Begin Material provided

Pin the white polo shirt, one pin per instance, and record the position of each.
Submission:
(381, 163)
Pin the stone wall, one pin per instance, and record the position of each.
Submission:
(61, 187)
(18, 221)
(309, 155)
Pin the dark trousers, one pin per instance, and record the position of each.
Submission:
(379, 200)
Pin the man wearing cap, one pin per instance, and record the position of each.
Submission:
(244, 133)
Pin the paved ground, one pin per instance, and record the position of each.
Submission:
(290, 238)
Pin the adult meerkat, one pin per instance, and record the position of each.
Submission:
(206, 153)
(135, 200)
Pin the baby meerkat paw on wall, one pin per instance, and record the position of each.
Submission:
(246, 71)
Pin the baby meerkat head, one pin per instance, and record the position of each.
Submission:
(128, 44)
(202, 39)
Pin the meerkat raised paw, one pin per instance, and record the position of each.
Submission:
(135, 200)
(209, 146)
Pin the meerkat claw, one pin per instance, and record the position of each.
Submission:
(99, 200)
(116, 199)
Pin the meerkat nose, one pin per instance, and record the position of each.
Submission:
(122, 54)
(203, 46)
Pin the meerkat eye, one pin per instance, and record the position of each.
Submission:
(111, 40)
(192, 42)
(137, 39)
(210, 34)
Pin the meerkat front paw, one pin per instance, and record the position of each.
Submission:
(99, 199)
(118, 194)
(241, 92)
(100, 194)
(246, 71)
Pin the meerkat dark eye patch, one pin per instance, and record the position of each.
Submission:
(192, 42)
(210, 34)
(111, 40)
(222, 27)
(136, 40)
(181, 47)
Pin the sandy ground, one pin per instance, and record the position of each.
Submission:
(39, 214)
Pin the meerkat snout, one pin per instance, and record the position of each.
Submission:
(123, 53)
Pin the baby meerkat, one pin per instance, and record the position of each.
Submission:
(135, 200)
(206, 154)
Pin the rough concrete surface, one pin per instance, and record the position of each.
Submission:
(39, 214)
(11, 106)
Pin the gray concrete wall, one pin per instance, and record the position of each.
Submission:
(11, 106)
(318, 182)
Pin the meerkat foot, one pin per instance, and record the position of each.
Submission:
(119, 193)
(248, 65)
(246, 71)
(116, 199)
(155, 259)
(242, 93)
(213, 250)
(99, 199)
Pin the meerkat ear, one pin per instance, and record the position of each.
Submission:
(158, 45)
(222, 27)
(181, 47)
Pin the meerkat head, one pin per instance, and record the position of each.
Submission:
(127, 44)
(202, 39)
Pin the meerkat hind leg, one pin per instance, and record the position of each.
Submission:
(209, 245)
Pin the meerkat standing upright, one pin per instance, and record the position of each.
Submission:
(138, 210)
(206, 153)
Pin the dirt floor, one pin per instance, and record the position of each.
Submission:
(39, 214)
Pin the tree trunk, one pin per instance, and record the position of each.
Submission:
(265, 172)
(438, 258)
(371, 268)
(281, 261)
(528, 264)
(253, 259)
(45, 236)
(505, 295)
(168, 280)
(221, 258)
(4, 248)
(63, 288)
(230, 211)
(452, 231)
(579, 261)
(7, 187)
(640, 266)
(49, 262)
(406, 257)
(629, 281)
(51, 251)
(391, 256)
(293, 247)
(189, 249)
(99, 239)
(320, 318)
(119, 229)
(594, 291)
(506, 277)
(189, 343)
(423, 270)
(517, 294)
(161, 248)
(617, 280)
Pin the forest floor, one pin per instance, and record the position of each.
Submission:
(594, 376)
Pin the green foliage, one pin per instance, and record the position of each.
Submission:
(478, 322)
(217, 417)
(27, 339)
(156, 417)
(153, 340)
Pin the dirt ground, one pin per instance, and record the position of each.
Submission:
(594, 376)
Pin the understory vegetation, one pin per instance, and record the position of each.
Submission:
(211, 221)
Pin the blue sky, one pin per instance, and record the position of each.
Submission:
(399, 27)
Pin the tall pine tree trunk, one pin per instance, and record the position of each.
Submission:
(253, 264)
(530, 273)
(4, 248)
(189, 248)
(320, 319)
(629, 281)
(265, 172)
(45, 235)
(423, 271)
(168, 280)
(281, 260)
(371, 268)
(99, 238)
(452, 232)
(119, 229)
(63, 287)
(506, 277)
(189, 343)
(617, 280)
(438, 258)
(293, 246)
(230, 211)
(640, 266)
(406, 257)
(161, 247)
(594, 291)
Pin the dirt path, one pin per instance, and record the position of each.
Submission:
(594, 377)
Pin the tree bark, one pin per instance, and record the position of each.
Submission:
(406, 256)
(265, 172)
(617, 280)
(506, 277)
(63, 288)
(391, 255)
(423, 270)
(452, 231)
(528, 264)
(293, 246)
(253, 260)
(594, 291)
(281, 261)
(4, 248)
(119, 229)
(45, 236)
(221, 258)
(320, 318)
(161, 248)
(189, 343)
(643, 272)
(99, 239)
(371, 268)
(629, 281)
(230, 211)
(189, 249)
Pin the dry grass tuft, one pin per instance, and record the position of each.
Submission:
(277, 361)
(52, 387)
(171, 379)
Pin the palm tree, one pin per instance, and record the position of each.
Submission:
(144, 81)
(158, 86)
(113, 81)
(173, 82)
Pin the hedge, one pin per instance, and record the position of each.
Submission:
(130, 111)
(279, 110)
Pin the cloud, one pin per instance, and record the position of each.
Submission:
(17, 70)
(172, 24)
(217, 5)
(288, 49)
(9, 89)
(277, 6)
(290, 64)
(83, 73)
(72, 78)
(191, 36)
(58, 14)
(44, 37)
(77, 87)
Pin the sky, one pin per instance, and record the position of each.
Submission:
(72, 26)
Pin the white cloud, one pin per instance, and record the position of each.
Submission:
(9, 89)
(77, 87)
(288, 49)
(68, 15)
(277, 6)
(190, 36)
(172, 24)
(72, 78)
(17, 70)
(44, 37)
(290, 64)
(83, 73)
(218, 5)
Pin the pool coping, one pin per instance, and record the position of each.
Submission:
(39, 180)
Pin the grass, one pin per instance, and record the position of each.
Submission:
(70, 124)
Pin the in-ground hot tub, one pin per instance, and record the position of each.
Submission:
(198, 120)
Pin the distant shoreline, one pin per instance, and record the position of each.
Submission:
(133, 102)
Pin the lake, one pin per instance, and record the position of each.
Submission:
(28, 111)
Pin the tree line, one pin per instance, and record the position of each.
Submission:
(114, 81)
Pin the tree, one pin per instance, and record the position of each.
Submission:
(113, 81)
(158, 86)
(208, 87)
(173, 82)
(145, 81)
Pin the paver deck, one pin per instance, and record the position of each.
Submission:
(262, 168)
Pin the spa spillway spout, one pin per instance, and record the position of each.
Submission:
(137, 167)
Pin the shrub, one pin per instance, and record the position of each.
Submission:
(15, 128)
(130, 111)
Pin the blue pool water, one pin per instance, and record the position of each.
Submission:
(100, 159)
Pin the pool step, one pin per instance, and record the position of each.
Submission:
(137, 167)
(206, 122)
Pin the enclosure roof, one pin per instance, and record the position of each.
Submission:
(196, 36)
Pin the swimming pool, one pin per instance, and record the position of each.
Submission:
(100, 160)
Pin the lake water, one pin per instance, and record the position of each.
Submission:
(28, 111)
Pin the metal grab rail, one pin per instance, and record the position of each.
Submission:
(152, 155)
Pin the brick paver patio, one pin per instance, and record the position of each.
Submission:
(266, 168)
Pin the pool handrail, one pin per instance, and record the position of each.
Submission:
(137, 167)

End Material provided

§ **Brief**
Recopy the entries above exactly, with every line included.

§ **Task result**
Pin the white polo shirt, one pin per instance, and record the position of each.
Submission:
(381, 163)
Pin the stone wall, one pin per instance, and record the position of each.
Submission:
(61, 187)
(18, 221)
(309, 155)
Pin the dark trousers, one pin per instance, and record the position of each.
Submission:
(379, 200)
Pin the man wearing cap, one pin per instance, and record the position of each.
Submission:
(244, 133)
Pin the paved ground, one pin per instance, and record the position of each.
Submission:
(290, 238)
Pin the adult meerkat, one pin per instance, and record the position of each.
Submission:
(206, 153)
(135, 200)
Pin the baby meerkat paw on wall, one pin per instance, and record the position of each.
Submission:
(246, 71)
Pin the baby meerkat head, one pin per instance, and record the position of each.
Submission:
(128, 44)
(202, 39)
Pin the meerkat raised paw, one pin per instance, and record the position of each.
Submission:
(135, 200)
(209, 146)
Pin the meerkat claw, one pin per instance, and record the position of each.
Submission:
(99, 200)
(116, 199)
Pin the meerkat nose, one pin per instance, and record the position of each.
Submission:
(122, 54)
(203, 46)
Pin the meerkat eye, one pin per instance, and record the position of each.
Submission:
(111, 40)
(192, 42)
(137, 39)
(210, 34)
Pin the meerkat front paw, one pin per instance, and record the position of each.
Submission:
(99, 199)
(118, 194)
(241, 92)
(100, 194)
(246, 71)
Pin the meerkat dark eye patch, one pin per instance, and record the position of each.
Submission:
(192, 42)
(210, 34)
(111, 40)
(222, 27)
(136, 40)
(181, 47)
Pin the sandy ground, one pin per instance, and record the position of each.
Submission:
(39, 214)
Pin the meerkat snout, one pin per instance, and record the position of each.
Submission:
(123, 53)
Pin the baby meerkat, one pin per instance, and record the position of each.
Submission:
(135, 200)
(206, 154)
Pin the rough concrete surface, one pin per instance, and record the position of each.
Submission:
(39, 214)
(11, 106)
Pin the gray concrete wall, one pin per instance, and record the position of each.
Submission:
(11, 106)
(318, 182)
Pin the meerkat foot, one pin per instance, and record the position of each.
Submission:
(119, 193)
(248, 65)
(246, 71)
(116, 199)
(155, 259)
(242, 93)
(213, 250)
(99, 199)
Pin the meerkat ear, one pin per instance, and record the position of each.
Submission:
(158, 45)
(222, 27)
(181, 47)
Pin the meerkat head, one pin per instance, and record the position of each.
Submission:
(127, 44)
(202, 39)
Pin the meerkat hind leg, one pin per instance, and record the position of each.
Submission:
(209, 245)
Pin the meerkat standing upright, one pin per instance, and record the position of each.
Submission:
(138, 210)
(206, 153)
Pin the dirt floor, one pin per instance, and record the position of each.
Submission:
(39, 214)
Pin the tree trunk, one pin per instance, and record the position of each.
Submission:
(265, 172)
(438, 258)
(371, 268)
(281, 261)
(528, 264)
(253, 259)
(45, 236)
(505, 295)
(168, 280)
(221, 258)
(4, 248)
(63, 288)
(230, 211)
(452, 231)
(579, 261)
(7, 187)
(640, 266)
(49, 262)
(406, 257)
(629, 281)
(51, 251)
(391, 256)
(293, 247)
(189, 249)
(99, 239)
(320, 318)
(119, 229)
(594, 291)
(506, 277)
(189, 343)
(423, 270)
(517, 294)
(161, 248)
(617, 280)
Pin the forest floor, one pin per instance, and record the position of each.
Submission:
(594, 376)
Pin the green foliage, one pin per instance, and record the position of each.
Submission:
(478, 322)
(217, 417)
(27, 339)
(156, 417)
(153, 340)
Pin the dirt ground, one pin per instance, and record the position of each.
Submission:
(594, 376)
Pin the understory vegetation, one pin per instance, and record the position of each.
Submission:
(211, 221)
Pin the blue sky, one pin per instance, and record the position of each.
Submission:
(399, 27)
Pin the tall pine tree trunk, one pin per instance, and record the position of each.
Submission:
(253, 264)
(530, 273)
(4, 248)
(189, 248)
(320, 319)
(629, 281)
(265, 172)
(45, 235)
(423, 271)
(168, 280)
(281, 260)
(371, 268)
(99, 238)
(452, 232)
(119, 229)
(63, 287)
(506, 277)
(189, 343)
(617, 280)
(438, 258)
(293, 246)
(230, 211)
(640, 266)
(406, 257)
(161, 247)
(594, 291)
Pin the dirt path, one pin per instance, and record the position of each.
Submission:
(594, 377)
Pin the tree bark, one pin per instance, and record the position of each.
Submission:
(406, 256)
(265, 172)
(617, 280)
(506, 277)
(63, 288)
(391, 255)
(423, 270)
(452, 231)
(528, 264)
(293, 246)
(253, 260)
(594, 291)
(281, 261)
(4, 248)
(119, 229)
(45, 236)
(221, 258)
(320, 318)
(161, 248)
(189, 343)
(643, 272)
(99, 239)
(371, 268)
(629, 281)
(230, 211)
(189, 249)
Pin the dry grass tuft, one pin per instance, and record the position of each.
Submission:
(277, 361)
(52, 387)
(171, 379)
Pin the palm tree, one pin per instance, and record the position of each.
Submission:
(144, 81)
(158, 86)
(113, 81)
(173, 82)
Pin the hedge, one pin per instance, and record the position of each.
Submission:
(130, 111)
(279, 110)
Pin the cloud, one pin per instance, and record the position of each.
Submission:
(17, 70)
(172, 24)
(217, 5)
(288, 49)
(9, 89)
(277, 6)
(290, 64)
(83, 73)
(72, 78)
(191, 36)
(58, 14)
(44, 37)
(77, 87)
Pin the sky, one pin per instance, and record the position of each.
Submission:
(72, 26)
Pin the white cloud, one pin per instance, and record the position of each.
Submission:
(9, 89)
(77, 87)
(288, 49)
(68, 15)
(277, 6)
(190, 36)
(172, 24)
(72, 78)
(17, 70)
(44, 37)
(290, 64)
(83, 73)
(218, 5)
Pin the pool coping, one pin per instance, and record the position of each.
Submission:
(39, 180)
Pin the grass, one pin per instance, and record the position of each.
Submission:
(70, 124)
Pin the in-ground hot tub, one pin per instance, and record the position of each.
Submission:
(198, 120)
Pin the distant shoreline, one pin per instance, and record the position of each.
Submission:
(133, 102)
Pin the lake, one pin per instance, and record the position of each.
Submission:
(28, 111)
Pin the tree line, one pin per instance, and record the position of each.
Submission:
(114, 81)
Pin the tree, one pin per instance, and record the position of each.
Submission:
(113, 81)
(158, 86)
(208, 87)
(173, 82)
(145, 81)
Pin the paver deck, one pin per instance, and record the position of each.
Submission:
(262, 168)
Pin the spa spillway spout, one pin per instance, and record the position of each.
Submission:
(137, 167)
Pin the shrub, one pin per instance, and record the position of each.
Submission:
(15, 128)
(130, 111)
Pin the blue pool water, one pin per instance, and record the position of each.
Submission:
(100, 159)
Pin the pool step, one pin per instance, and record the position of each.
Submission:
(137, 167)
(206, 122)
Pin the enclosure roof, one pin per instance, and record the position of each.
Submission:
(196, 36)
Pin the swimming pool, one pin per instance, and record the position of each.
Submission:
(100, 160)
Pin the lake water, one pin per instance, and record the position of each.
Submission:
(28, 111)
Pin the metal grab rail, one pin per instance, and record the position of each.
Submission:
(152, 155)
Pin the brick paver patio, one pin per instance, and record the position of each.
Submission:
(266, 168)
Pin the pool handrail, one pin per instance, and record the position of each.
Submission:
(137, 167)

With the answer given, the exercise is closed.